* BEGIN *

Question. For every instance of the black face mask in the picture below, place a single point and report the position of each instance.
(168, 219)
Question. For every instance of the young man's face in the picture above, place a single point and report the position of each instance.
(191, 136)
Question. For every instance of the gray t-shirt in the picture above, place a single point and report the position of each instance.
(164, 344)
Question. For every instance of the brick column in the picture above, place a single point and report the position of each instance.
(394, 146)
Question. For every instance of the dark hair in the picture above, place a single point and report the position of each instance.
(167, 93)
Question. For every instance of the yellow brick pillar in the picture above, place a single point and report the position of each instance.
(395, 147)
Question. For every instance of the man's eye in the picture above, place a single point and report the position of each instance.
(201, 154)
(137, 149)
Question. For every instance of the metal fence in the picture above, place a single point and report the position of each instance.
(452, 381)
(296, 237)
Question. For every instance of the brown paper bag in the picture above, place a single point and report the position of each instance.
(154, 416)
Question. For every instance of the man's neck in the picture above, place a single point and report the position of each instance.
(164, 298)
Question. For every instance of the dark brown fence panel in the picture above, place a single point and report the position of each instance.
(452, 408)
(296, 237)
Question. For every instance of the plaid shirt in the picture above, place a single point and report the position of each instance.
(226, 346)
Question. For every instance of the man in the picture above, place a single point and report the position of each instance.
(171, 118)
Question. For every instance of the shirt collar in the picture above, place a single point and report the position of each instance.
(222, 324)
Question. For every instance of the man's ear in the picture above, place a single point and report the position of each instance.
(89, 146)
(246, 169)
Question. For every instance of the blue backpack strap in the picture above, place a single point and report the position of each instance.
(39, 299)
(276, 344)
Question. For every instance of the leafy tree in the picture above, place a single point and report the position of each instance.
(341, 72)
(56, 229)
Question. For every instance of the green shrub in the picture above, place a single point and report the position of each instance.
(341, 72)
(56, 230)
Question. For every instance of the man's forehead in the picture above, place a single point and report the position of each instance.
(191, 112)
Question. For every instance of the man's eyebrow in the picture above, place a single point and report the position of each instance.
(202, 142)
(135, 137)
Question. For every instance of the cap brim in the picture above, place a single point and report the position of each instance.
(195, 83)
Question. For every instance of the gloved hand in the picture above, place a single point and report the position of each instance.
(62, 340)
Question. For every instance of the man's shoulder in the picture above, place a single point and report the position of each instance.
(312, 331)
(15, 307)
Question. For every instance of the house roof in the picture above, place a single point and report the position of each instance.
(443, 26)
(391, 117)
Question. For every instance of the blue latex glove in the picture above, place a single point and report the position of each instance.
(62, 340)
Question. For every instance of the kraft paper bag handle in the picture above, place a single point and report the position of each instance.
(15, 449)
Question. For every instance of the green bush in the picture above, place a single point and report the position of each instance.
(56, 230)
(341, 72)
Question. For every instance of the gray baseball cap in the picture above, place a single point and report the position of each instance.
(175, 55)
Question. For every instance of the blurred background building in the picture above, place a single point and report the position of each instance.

* END *

### DIRECTIONS
Render the entire listing above as a Markdown table with two columns, Index for the row number and Text for the line, skipping any blank lines.

### RESPONSE TO THIS EXERCISE
| Index | Text |
|---|---|
| 1 | Question. For every instance of the black face mask in the picture below, place a single point and report the position of each instance. |
| 2 | (168, 219) |
| 3 | Question. For every instance of the young man's face in the picture above, place a single point and report the position of each instance. |
| 4 | (191, 136) |
| 5 | Question. For every instance of the gray t-shirt in the picture above, place a single point and report the position of each instance. |
| 6 | (164, 344) |
| 7 | Question. For every instance of the brick column in the picture above, place a single point and report the position of each instance. |
| 8 | (394, 146) |
| 9 | Question. For every instance of the dark hair in the picture above, place a single point and report the position of each instance. |
| 10 | (167, 93) |
| 11 | Question. For every instance of the yellow brick pillar in the picture above, place a single point and report the position of each instance. |
| 12 | (395, 147) |
| 13 | Question. For every instance of the man's eye in the picture above, place a single point and report the position of each instance. |
| 14 | (201, 154) |
| 15 | (137, 149) |
| 16 | Question. For every instance of the metal fence in the picture above, place a single point and report the position of each instance. |
| 17 | (452, 381) |
| 18 | (296, 237) |
| 19 | Question. For every instance of the brown paper bag in the picture above, place a single point and report the position of each instance. |
| 20 | (154, 416) |
| 21 | Question. For every instance of the man's neck in the picture above, place a single point and report the position of each instance. |
| 22 | (164, 298) |
| 23 | Question. For every instance of the dark brown fence panel in the picture above, place a single point and report the position of each instance. |
| 24 | (452, 408) |
| 25 | (296, 237) |
| 26 | Question. For every instance of the plaid shirt in the picture above, place a single point and report the position of each instance. |
| 27 | (226, 346) |
| 28 | Question. For every instance of the man in the picture above, place a single point and report the position of each instance. |
| 29 | (171, 118) |
| 30 | Question. For every instance of the shirt collar in the picture above, place a single point and report the position of each instance. |
| 31 | (222, 324) |
| 32 | Question. For every instance of the man's ear in the picture above, place a single point and report the position of each instance. |
| 33 | (89, 146) |
| 34 | (246, 169) |
| 35 | Question. For every instance of the blue backpack strap in the picture above, place a single point and report the position of each instance. |
| 36 | (39, 299) |
| 37 | (276, 344) |
| 38 | Question. For every instance of the leafy tree in the picture above, place a single point and report the position of each instance. |
| 39 | (341, 72) |
| 40 | (56, 229) |
| 41 | Question. For every instance of the green shrub in the picture above, place a single point and report the position of each instance. |
| 42 | (341, 72) |
| 43 | (56, 230) |
| 44 | Question. For every instance of the man's forehead in the picture above, place a single point and report the position of each instance. |
| 45 | (191, 112) |
| 46 | Question. For every instance of the man's eyebrow in the picture above, place a single point and report the position of each instance. |
| 47 | (202, 142) |
| 48 | (135, 137) |
| 49 | Question. For every instance of the cap brim in the picture above, place a single point and report the position of each instance. |
| 50 | (195, 83) |
| 51 | Question. For every instance of the gloved hand in the picture above, place a single point and report the position of each instance. |
| 52 | (62, 340) |
| 53 | Question. For every instance of the man's shoulder in the picture above, place a single point and report the position of each instance. |
| 54 | (312, 331) |
| 55 | (15, 307) |
| 56 | Question. For every instance of the house roof in the picture above, place a single point and report the position of each instance. |
| 57 | (443, 26) |
| 58 | (391, 117) |
| 59 | Question. For every instance of the blue latex glove in the picture above, place a single point and report the position of each instance. |
| 60 | (62, 340) |
| 61 | Question. For every instance of the kraft paper bag handle in the picture above, place a single point and report the position of each instance. |
| 62 | (15, 449) |
| 63 | Question. For every instance of the green bush in the picture above, place a single point and report the position of each instance. |
| 64 | (56, 230) |
| 65 | (341, 72) |
| 66 | Question. For every instance of the gray baseball cap in the picture above, place a single point and report the position of each instance. |
| 67 | (175, 55) |
| 68 | Question. For every instance of the blurred background building in the picture above, place a single point and report the position of each instance. |